BEGIN PAGE EXTRACT

Pulled Pork

“I’ll have a pulled pork sandwich, two-fisted, dressed as a portly woman.”

Was the last line of my dream.
Apparently, from the restaurant menu, that means a pork sandwich, with two helpings of ground pork.

and then I woke up.

The Sensitive Terrorist

I was going through the security checkpoint at the Raleigh airport. Considering it was the holidays, it was pretty slow. Until, the slow drawed, slow moving security guard watching his favorite show on the X-Ray asked me to open my backpack.
Ugh, I thought.
“Is this your 4 ounces of Sensodyne toothpaste?”
“Um, yes it is.” I answered, slightly embarrassed by my sensitivity.
“Are you aware that any liquids or gels over three and a half ounces need to be in a plastic bag, or checked?”
“Um, well, I, um…Yes, I guess I was but…”
“I’m going to have to throw this in the trash.”

Really?
You’re going to confiscate my Sensodyne toothpaste? I’m mean, I kind of get the theory about using gels as explosive materials, and maybe I can excuse the level of ridiculousness that the TSA has taken this liquid witch hunt to, but…
Sensodyne?!

“Hey Musharraf! Are you ready to take down capitalism in the name of Allah?!”
“Yes!”
“Are you ready to give your life as a commitment to this cause?!”
“Yes! Absolutely! I’m in! But wait! Hold on a second, these sensitive teeth are killing me! I mean really, I’ve got to get a hold of some very gentle and delicate pain-relieving toothpaste that can help rebuild the enamel on my teeth over time. I realize I might be dead in a matter of days, but certainly I can go pain free in the mean time.”

END PAGE EXTRACT

EXERCISE INSTRUCTIONS |
1 – What does the security guard say aloud in the post? List each of his lines of dialogue.
2 – At which airport's security checkpoint does the post's toothpaste episode take place?
3 – Reproduce the part of the post that begins at the words "Ugh, I thought." and stops after "Sensodyne?!", word for word.

BEGIN SUPPLIED DATA

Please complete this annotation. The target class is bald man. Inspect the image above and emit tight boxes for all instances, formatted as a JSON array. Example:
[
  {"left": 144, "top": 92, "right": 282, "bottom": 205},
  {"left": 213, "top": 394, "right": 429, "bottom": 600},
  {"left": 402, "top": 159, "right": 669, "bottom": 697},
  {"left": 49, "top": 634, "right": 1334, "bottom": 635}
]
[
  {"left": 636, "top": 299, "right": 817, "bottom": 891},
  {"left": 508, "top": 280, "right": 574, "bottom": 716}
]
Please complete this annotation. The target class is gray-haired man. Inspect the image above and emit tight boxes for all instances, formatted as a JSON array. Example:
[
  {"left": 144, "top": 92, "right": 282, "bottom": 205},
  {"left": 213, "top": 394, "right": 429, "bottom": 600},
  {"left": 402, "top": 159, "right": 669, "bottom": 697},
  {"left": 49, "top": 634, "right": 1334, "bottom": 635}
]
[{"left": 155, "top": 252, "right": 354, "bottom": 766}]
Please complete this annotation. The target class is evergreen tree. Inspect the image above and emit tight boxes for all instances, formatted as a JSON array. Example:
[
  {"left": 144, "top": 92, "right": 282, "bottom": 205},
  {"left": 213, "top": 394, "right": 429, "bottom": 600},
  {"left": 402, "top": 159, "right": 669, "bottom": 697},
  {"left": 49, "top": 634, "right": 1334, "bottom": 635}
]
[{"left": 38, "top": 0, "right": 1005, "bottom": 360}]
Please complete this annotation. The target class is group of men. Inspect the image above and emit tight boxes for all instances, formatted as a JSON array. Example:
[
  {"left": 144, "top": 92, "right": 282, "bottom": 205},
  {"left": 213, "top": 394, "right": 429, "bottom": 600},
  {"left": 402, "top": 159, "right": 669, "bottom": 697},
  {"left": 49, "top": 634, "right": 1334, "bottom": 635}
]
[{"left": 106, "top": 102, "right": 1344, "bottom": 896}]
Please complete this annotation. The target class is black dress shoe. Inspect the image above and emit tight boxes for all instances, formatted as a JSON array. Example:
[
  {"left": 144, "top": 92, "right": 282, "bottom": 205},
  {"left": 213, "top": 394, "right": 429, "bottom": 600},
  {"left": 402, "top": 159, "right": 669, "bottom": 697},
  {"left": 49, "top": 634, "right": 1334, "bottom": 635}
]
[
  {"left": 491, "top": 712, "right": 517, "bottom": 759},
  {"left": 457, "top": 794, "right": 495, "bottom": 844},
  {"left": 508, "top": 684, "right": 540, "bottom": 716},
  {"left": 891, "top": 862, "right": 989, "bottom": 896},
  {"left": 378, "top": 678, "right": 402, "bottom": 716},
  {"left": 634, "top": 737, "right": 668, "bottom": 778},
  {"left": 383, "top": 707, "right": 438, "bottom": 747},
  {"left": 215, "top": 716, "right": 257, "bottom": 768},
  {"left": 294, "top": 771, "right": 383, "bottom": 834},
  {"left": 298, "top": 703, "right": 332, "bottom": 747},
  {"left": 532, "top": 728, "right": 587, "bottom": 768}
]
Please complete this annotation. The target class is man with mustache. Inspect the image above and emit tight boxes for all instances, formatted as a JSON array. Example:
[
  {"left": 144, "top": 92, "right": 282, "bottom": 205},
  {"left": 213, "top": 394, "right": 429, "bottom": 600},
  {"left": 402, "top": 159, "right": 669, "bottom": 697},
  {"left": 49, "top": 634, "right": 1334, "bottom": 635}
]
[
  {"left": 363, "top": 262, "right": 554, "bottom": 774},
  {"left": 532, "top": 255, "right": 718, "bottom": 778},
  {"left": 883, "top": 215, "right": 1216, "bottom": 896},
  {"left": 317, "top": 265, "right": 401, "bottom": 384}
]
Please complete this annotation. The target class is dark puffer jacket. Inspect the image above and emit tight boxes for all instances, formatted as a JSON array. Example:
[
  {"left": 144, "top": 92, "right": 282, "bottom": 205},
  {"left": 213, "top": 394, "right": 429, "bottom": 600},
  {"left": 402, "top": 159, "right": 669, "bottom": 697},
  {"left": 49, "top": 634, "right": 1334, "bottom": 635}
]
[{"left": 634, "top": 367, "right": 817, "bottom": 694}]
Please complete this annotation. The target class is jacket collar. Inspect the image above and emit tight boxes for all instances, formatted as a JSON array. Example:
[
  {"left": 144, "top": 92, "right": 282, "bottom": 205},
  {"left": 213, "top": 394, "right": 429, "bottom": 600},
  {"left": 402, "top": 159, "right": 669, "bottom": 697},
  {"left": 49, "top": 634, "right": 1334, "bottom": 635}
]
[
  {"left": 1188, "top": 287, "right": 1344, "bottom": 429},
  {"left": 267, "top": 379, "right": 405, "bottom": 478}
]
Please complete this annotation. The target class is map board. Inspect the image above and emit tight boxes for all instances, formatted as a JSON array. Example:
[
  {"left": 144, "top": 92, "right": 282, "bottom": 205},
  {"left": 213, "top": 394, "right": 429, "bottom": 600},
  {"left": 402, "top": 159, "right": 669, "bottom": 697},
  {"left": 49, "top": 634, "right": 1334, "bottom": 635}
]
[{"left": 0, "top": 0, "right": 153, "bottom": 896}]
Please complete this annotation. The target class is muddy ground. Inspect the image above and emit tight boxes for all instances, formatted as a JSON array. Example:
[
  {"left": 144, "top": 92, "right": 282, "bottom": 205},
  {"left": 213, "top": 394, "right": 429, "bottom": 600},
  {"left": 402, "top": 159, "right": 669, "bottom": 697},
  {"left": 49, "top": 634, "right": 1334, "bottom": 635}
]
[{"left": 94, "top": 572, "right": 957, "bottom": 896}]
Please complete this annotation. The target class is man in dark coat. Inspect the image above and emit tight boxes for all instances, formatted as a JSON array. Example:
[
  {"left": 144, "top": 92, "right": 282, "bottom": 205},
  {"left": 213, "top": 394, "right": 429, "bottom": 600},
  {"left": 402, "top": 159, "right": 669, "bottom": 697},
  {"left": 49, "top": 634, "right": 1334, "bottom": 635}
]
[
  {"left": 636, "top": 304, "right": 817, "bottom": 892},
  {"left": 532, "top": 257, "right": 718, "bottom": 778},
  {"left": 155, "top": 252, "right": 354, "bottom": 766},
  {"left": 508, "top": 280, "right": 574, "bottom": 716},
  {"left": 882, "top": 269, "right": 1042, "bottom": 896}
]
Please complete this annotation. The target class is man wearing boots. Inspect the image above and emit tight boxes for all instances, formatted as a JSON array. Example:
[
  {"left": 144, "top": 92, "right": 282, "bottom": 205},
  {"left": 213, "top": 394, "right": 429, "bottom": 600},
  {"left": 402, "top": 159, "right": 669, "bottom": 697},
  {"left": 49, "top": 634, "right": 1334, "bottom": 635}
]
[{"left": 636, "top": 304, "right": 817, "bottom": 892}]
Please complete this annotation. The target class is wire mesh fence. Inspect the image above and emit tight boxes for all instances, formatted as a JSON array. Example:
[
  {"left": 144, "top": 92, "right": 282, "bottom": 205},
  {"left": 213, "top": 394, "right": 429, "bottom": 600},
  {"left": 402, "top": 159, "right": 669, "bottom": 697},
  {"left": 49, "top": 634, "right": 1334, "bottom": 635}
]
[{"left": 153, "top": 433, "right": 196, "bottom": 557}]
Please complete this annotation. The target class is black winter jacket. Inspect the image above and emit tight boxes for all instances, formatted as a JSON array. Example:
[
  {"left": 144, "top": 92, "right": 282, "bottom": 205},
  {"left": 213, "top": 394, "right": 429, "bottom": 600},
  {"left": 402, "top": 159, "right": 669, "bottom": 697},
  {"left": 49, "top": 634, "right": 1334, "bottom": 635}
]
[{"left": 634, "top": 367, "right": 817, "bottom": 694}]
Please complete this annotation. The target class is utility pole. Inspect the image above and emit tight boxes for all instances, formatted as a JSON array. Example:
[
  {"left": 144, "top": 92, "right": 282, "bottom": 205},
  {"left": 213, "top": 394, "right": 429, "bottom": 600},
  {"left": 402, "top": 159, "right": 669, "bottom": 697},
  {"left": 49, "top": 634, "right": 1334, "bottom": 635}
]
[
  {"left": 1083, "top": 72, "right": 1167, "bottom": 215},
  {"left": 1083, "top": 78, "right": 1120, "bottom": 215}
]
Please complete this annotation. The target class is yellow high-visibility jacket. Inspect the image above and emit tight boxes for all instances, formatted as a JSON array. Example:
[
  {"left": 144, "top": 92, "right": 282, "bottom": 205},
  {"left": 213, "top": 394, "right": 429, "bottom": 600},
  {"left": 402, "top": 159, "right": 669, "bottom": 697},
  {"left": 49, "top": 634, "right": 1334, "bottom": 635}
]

END SUPPLIED DATA
BEGIN SUPPLIED DATA

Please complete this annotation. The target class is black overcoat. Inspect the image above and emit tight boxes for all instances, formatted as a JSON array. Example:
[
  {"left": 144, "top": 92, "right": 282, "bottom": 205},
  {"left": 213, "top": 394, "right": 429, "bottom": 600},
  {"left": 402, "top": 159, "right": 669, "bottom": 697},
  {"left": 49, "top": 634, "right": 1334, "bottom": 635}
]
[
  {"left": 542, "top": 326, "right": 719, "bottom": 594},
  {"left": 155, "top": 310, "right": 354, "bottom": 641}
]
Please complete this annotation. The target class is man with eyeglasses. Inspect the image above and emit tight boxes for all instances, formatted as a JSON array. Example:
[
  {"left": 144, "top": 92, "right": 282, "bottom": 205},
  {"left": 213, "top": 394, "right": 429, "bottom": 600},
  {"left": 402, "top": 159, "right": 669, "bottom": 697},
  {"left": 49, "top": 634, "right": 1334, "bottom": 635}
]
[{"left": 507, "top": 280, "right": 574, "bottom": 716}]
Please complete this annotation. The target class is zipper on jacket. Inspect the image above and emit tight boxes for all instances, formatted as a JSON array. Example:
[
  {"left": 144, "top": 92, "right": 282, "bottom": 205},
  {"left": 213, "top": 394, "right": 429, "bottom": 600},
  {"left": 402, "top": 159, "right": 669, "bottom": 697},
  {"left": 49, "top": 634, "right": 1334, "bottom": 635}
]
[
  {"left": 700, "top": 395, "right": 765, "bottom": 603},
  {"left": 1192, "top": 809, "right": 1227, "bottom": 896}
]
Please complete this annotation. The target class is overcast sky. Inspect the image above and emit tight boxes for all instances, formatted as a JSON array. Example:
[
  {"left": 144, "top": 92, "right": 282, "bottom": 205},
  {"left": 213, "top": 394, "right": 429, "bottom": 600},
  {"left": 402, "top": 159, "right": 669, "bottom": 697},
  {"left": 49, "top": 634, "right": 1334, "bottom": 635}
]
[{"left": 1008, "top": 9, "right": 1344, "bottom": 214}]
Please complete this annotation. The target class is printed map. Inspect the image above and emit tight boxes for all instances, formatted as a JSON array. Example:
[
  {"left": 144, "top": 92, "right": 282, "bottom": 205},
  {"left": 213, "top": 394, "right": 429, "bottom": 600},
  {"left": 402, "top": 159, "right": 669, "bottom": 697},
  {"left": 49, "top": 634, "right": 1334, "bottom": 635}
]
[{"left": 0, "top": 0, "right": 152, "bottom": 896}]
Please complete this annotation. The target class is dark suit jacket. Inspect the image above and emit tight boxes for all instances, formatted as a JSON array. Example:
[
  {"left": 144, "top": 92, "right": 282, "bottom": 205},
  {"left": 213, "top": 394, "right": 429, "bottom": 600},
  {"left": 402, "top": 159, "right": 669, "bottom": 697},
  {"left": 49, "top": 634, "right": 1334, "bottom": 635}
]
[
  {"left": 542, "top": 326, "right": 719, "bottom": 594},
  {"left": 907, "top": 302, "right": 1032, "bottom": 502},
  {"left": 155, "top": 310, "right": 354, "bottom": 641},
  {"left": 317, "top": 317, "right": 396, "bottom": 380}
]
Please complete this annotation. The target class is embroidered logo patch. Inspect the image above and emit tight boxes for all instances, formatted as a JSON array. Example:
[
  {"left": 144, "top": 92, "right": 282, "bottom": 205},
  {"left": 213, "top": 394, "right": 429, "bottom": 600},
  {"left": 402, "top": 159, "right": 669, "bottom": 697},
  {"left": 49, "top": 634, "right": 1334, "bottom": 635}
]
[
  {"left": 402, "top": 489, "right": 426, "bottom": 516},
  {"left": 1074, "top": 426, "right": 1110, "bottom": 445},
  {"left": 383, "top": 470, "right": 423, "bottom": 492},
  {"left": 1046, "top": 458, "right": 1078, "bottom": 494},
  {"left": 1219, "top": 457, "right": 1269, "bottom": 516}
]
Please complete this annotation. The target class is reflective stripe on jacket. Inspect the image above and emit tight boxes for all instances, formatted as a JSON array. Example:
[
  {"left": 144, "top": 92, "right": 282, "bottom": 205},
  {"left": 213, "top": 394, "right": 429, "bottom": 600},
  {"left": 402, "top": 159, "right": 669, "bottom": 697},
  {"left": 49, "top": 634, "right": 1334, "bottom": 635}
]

END SUPPLIED DATA
BEGIN SUPPLIED DATA

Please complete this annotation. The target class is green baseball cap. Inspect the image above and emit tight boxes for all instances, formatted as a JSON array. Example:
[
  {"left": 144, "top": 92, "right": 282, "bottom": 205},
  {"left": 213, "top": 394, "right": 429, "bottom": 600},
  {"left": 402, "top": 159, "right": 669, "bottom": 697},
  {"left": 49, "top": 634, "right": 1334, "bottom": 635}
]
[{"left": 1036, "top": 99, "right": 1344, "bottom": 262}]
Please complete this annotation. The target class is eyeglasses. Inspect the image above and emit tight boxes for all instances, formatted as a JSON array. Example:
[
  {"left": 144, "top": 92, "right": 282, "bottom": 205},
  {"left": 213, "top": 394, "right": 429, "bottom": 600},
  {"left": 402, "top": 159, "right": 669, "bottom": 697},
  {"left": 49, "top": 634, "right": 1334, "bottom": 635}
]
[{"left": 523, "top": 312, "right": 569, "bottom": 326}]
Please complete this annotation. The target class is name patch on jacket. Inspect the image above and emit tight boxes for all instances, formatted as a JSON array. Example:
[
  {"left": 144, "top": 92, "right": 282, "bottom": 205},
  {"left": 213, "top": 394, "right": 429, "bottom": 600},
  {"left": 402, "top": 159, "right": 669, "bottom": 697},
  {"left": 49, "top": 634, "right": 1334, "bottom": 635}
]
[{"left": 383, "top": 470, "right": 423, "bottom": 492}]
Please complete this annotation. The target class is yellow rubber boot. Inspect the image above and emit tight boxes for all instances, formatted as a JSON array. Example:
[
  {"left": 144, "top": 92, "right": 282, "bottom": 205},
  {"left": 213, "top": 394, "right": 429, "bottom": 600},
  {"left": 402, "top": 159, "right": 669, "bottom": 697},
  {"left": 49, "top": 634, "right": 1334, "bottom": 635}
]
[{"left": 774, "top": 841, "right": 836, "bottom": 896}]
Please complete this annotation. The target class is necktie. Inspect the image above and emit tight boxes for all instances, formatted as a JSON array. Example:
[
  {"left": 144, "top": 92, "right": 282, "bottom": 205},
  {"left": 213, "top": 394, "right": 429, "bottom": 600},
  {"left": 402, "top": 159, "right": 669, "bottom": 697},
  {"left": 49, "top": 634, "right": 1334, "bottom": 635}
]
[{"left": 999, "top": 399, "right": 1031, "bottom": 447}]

END SUPPLIED DATA

SOLUTIONS TO THE TASKS |
1 –
- "Is this your 4 ounces of Sensodyne toothpaste?"
- "Are you aware that any liquids or gels over three and a half ounces need to be in a plastic bag, or checked?"
- "I'm going to have to throw this in the trash."

2 – The Raleigh airport.

3 –
Ugh, I thought.
“Is this your 4 ounces of Sensodyne toothpaste?”
“Um, yes it is.” I answered, slightly embarrassed by my sensitivity.
“Are you aware that any liquids or gels over three and a half ounces need to be in a plastic bag, or checked?”
“Um, well, I, um…Yes, I guess I was but…”
“I’m going to have to throw this in the trash.”

Really?
You’re going to confiscate my Sensodyne toothpaste? I’m mean, I kind of get the theory about using gels as explosive materials, and maybe I can excuse the level of ridiculousness that the TSA has taken this liquid witch hunt to, but…
Sensodyne?!